Natural-language object grounding data:
>>>>

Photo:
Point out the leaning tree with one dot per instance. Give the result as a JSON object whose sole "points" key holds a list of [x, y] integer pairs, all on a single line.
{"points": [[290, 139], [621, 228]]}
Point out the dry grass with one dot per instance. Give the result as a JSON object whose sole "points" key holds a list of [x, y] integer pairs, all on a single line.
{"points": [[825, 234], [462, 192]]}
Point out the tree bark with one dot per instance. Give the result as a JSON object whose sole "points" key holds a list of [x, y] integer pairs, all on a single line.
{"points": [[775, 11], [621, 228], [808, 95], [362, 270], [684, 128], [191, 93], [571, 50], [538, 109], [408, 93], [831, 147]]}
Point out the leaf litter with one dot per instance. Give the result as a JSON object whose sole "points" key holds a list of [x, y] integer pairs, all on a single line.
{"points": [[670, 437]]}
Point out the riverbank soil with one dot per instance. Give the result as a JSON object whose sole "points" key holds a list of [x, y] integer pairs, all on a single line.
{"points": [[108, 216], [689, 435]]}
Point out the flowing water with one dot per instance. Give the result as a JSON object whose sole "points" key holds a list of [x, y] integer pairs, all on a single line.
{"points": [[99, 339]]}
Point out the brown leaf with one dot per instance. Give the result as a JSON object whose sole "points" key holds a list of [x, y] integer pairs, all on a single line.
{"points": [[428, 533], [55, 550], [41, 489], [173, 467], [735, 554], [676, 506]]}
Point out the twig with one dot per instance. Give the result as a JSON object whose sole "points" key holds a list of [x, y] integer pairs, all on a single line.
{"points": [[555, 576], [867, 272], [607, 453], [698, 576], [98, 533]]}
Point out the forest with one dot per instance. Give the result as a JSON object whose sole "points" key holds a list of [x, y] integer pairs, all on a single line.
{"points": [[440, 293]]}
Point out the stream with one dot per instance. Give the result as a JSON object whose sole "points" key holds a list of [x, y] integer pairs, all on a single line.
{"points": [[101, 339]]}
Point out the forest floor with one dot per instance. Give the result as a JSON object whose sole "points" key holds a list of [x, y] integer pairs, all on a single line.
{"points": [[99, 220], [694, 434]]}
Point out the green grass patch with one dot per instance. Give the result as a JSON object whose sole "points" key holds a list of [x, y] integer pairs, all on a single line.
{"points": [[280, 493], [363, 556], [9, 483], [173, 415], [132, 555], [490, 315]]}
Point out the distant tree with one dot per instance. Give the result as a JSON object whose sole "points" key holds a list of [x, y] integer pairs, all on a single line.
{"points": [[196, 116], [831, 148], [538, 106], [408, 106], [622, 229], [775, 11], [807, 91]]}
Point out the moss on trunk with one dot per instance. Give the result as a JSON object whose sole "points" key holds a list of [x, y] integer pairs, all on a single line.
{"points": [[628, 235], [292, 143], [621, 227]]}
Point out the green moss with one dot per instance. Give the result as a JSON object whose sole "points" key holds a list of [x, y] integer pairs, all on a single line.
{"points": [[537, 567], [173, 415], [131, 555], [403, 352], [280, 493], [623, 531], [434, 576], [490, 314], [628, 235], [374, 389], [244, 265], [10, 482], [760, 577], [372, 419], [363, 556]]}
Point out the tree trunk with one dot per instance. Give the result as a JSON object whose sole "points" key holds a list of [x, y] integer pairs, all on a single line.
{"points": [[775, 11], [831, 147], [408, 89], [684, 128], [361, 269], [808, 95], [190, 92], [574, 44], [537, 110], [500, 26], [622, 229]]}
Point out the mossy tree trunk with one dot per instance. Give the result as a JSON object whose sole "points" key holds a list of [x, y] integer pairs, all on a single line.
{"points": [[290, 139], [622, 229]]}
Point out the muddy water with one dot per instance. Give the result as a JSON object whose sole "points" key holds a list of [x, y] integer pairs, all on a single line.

<<<<

■ **Work instruction**
Each line of the records must be reproduced exactly.

■ **Written answer**
Photo:
Point out the leaning tree with one dot per instance. Give the result as a JSON object whose sole "points" key holds a list of [x, y] integer pairs, all on a single line.
{"points": [[290, 139], [621, 228]]}
Point out the dry grass with one dot per instance. Give the result as a JSON object whose sole "points" key holds a list of [x, y] integer pairs, all on a single line.
{"points": [[825, 234], [462, 192]]}
Point out the tree bark with one dot per instance. Give the result as a JSON object whose sole "points" key holds a list of [x, y] integer pairs, all on a single line.
{"points": [[775, 11], [621, 228], [808, 95], [362, 270], [684, 128], [191, 93], [571, 50], [538, 109], [408, 93], [831, 147]]}
Point out the leaf litter with one dot per instance. Give the result as a JSON object whose sole "points" key holds a list of [x, y] integer pairs, all on a single line.
{"points": [[670, 437]]}
Point out the riverbank soil with one dot per instance. Give the result as a JSON object whose sole "points" key holds a list of [x, y] integer pairs, all on a single line.
{"points": [[108, 216], [689, 435]]}
Point out the flowing water with one dot per instance. Give the result as a JSON object whose sole "points" key holds a list of [x, y] integer pairs, all on a single line.
{"points": [[99, 339]]}
Point out the brown leaf with one dot per instance. Give the result as a JSON object whose sole "points" key holds a list of [x, y] integer pairs, all on a single line.
{"points": [[428, 533], [55, 550], [41, 489], [173, 467], [735, 554], [676, 506]]}
Point out the twig with one dot per instance. Give the result as a JSON object whose sole "points" key holds a list of [x, y] integer pairs, all on a single line.
{"points": [[555, 576], [867, 272], [607, 453], [698, 576], [98, 533]]}
Point out the forest with one dot per instance. Give the result as a JSON object whose sole "points" key holds a list of [x, y] integer pairs, all on a single line.
{"points": [[440, 293]]}
Point out the stream with one dot per instance. Give the result as a JSON object whose sole "points" key holds a list of [x, y] integer pairs, all on a single line.
{"points": [[101, 339]]}
Point out the forest floor with one dot per instance. Give the result as a JSON object whose sole "points" key holds a list of [x, y] integer pairs, all on a single line.
{"points": [[99, 220], [694, 434]]}
Point out the green grass patch with one dot per instance. Give the result as a JSON object whose sole "points" key holds a list of [x, y] integer pairs, all on a single line.
{"points": [[280, 493], [363, 556], [9, 483], [173, 415], [132, 555], [490, 315]]}
Point out the distant tree with one dot per instance. Give the result as a JSON object whose sole "points" key holds a list of [x, y] integer pairs, all on a single line.
{"points": [[196, 116], [831, 148], [538, 106], [408, 106], [622, 229], [775, 11], [807, 91]]}
Point out the moss on trunk with one dot per instance. Give the result as a JSON object whose sole "points" key holds a list of [x, y] integer pairs, all on a single line.
{"points": [[628, 235], [292, 143], [621, 227]]}
Point out the green moss with one dot per instance. Give the result as a JSON object whose sole "points" key holds a list of [x, y] integer pairs, all on a single line.
{"points": [[537, 567], [173, 415], [131, 555], [403, 352], [280, 493], [623, 531], [434, 576], [490, 314], [628, 235], [374, 389], [244, 265], [10, 482], [760, 577], [372, 419], [363, 556]]}
Point out the tree trunk with one dot per instance. Give the result as a JSON object whose sole "points" key holds a list of [x, y] integer pairs, all on a single line.
{"points": [[775, 11], [831, 147], [408, 89], [684, 128], [361, 269], [808, 95], [190, 92], [574, 44], [537, 110], [500, 26], [622, 229]]}
Point out the mossy tree trunk with one dot per instance. Give the result as a JSON object whose sole "points" key holds a list of [x, y] integer pairs, all on a single line.
{"points": [[290, 139], [622, 229]]}
Point out the muddy water with one dot per instance. Give the result as a JSON object whose sole "points" key holds a list of [x, y] integer pairs, all on a single line.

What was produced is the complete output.